### WHAT TO WORK ON
Return each line in the rows below that contains the string "water", copied verbatim. Matching is case-sensitive.

### SUPPLIED MATERIAL

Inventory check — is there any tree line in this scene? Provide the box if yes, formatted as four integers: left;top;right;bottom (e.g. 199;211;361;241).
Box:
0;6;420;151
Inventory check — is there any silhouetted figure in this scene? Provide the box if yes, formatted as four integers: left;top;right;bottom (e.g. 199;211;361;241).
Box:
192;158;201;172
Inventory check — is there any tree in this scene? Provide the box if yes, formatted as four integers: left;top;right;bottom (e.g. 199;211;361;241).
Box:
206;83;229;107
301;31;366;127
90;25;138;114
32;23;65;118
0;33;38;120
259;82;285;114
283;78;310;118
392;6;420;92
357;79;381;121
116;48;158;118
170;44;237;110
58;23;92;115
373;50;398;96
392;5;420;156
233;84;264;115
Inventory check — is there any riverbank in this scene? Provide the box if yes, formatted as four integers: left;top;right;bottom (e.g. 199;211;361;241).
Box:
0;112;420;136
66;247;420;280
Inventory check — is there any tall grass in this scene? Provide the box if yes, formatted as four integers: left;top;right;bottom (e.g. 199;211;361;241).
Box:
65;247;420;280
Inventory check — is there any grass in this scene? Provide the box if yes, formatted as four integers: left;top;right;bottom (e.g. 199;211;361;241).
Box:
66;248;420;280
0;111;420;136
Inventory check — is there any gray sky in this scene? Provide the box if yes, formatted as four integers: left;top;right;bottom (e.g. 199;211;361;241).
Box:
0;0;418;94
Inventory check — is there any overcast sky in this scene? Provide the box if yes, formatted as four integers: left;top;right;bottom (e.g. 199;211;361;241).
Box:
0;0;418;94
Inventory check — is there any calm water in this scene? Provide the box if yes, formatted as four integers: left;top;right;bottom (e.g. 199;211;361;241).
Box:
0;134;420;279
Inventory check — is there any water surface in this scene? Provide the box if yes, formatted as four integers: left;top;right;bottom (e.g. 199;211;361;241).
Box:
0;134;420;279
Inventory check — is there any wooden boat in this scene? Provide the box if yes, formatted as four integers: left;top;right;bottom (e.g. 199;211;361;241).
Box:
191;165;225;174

### THE COMPLETED TASK
Inventory check — is there any calm water in this scene? Provide the box if yes, formatted as four integers: left;top;right;bottom (e.g. 199;211;361;241).
Inventory check — is there any water surface in this scene? Provide the box if yes, formatted as four integers: left;top;right;bottom (e.g. 199;211;361;241).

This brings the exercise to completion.